▶ _Problem 1_
Using the section on museum resources, answer each question below on its own line:
(a) To whom do many of the lithic collections now held in museums relate?
(b) The dating of which implements from across Scotland has produced important results?
(c) Which current evaluation strategy is named as often working against the identification and recovery of diagnostic material?
▶ _Problem 2_
Reproduce the section on museum resources starting with "4.2.4 Museum resources" and going on through "its own right.", swapping "historiography" for "history".
▶ _Problem 3_
Sum up the section on museum resources in two sentences.

▶ _Extract_
4.2.4 Museum resources and re-evaluating the known resource

Re-evaluation of museum collections and existing site archives and assemblages also offers considerable potential to yield significant new insights into the period. In addition to enhancing understandings of the historiography of archaeological research in Scotland as a subject in its own right.

Many lithic collections currently held in museums relate to antiquarian and early 20th century collectors. Most have not been subject to specialist evaluation and many offer an opportunity to examine sites and landscapes which are now destroyed or no longer as accessible due to land use changes (for example see Woodman et al. 2006). This applies equally, of course, to assemblages obtained from earlier archaeological investigations. Another important area of research that has produced encouraging results is the re-examination of assemblages from cave sites housed in museums and private collections (Saville and Ballin 2009, Walker 2003). Such an evaluation should also include faunal assemblages where available as well as artefacts to consider key species relating to potential settlement during the Palaeolithic and Mesolithic periods. The consequent AMS dating of bone and antler implements from across Scotland has produced important results (Saville 2004c, table 10.2).

Earlier prehistoric artefacts and occupation evidence is commonly encountered via archaeological fieldwork taking place on chronologically later sites spanning the Neolithic to post-Medieval periods. There is a high potential for any archaeological intervention to encounter earlier prehistoric material, particularly for the Mesolithic, but often current evaluation strategies-such as mechanical topsoil stripping often militate against the identification and recovery of diagnostic material. This is unfortunate for often the only evidence that survives are lithic artefacts in these superficial contexts.

▶ _Extracted records_
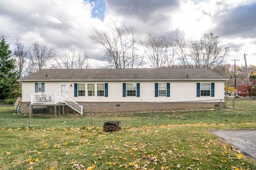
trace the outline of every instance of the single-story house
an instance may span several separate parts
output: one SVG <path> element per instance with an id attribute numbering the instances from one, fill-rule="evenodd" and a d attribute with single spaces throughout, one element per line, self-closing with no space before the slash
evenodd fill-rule
<path id="1" fill-rule="evenodd" d="M 167 68 L 45 69 L 19 80 L 22 104 L 69 105 L 223 99 L 226 80 L 207 69 Z"/>

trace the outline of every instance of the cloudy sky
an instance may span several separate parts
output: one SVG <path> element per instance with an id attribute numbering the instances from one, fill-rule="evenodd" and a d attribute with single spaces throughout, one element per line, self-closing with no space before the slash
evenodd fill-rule
<path id="1" fill-rule="evenodd" d="M 90 67 L 106 64 L 89 37 L 93 28 L 132 26 L 140 37 L 181 33 L 187 39 L 213 32 L 231 48 L 228 62 L 256 65 L 256 0 L 0 0 L 0 35 L 11 44 L 46 43 L 57 52 L 85 49 Z"/>

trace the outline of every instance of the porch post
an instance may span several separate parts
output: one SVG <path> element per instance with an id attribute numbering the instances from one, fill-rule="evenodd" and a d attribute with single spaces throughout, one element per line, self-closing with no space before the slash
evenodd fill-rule
<path id="1" fill-rule="evenodd" d="M 54 97 L 55 97 L 54 104 L 56 104 L 57 103 L 57 95 L 54 94 Z"/>

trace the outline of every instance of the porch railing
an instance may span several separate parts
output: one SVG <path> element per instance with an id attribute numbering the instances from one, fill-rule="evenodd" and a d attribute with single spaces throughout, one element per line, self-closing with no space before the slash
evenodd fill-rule
<path id="1" fill-rule="evenodd" d="M 63 94 L 31 94 L 31 104 L 57 104 L 65 103 L 81 114 L 83 114 L 83 106 Z"/>

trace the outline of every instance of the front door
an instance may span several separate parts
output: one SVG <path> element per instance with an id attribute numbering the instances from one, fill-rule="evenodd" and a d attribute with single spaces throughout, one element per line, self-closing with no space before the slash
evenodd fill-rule
<path id="1" fill-rule="evenodd" d="M 60 84 L 60 94 L 63 94 L 66 96 L 68 95 L 68 85 L 67 84 Z"/>

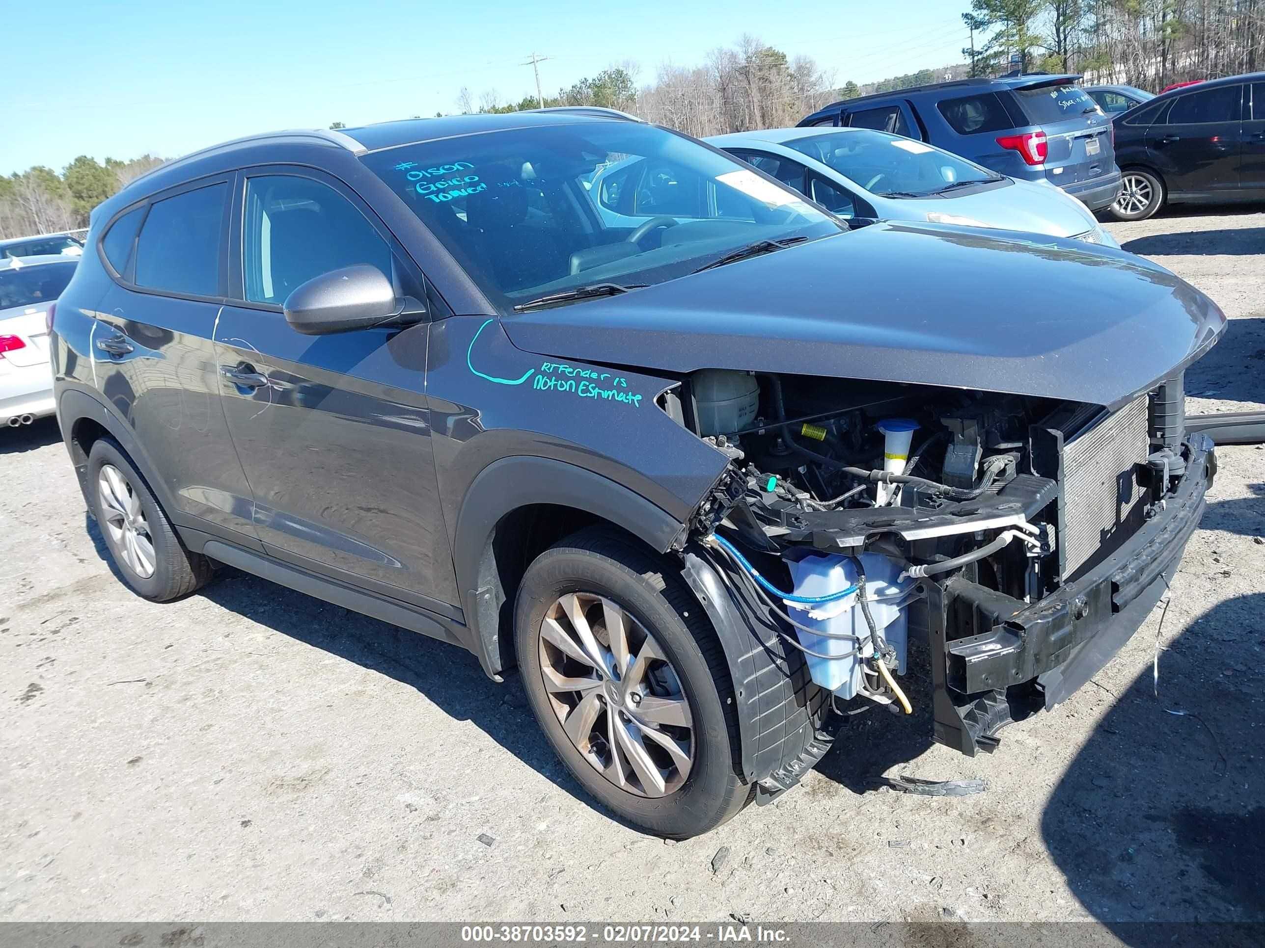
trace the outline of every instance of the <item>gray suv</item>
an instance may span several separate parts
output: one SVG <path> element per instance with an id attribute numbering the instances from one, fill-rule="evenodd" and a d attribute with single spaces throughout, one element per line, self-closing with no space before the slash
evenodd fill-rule
<path id="1" fill-rule="evenodd" d="M 974 755 L 1084 684 L 1199 521 L 1182 378 L 1225 326 L 1131 254 L 854 226 L 595 110 L 188 155 L 96 209 L 49 319 L 137 594 L 229 564 L 517 667 L 672 837 L 792 787 L 845 703 Z"/>

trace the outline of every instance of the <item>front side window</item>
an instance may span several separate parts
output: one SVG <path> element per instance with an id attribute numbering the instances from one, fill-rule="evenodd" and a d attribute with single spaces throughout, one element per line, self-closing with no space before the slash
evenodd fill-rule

▶ _Task output 1_
(a) Antiquarian and early 20th century collectors.
(b) Bone and antler implements (dated by AMS).
(c) Mechanical topsoil stripping.

▶ _Task output 2_
4.2.4 Museum resources and re-evaluating the known resource

Re-evaluation of museum collections and existing site archives and assemblages also offers considerable potential to yield significant new insights into the period. In addition to enhancing understandings of the history of archaeological research in Scotland as a subject in its own right.

▶ _Task output 3_
Re-evaluating museum collections and existing site archives and assemblages could yield significant new insights into the period, since many museum lithic collections from antiquarian and early 20th century collectors have not had specialist evaluation and can shed light on sites that are now destroyed or less accessible. Earlier prehistoric material is often encountered during fieldwork on later sites, but strategies such as mechanical topsoil stripping often hinder the recovery of diagnostic lithic artefacts, which are frequently the only surviving evidence.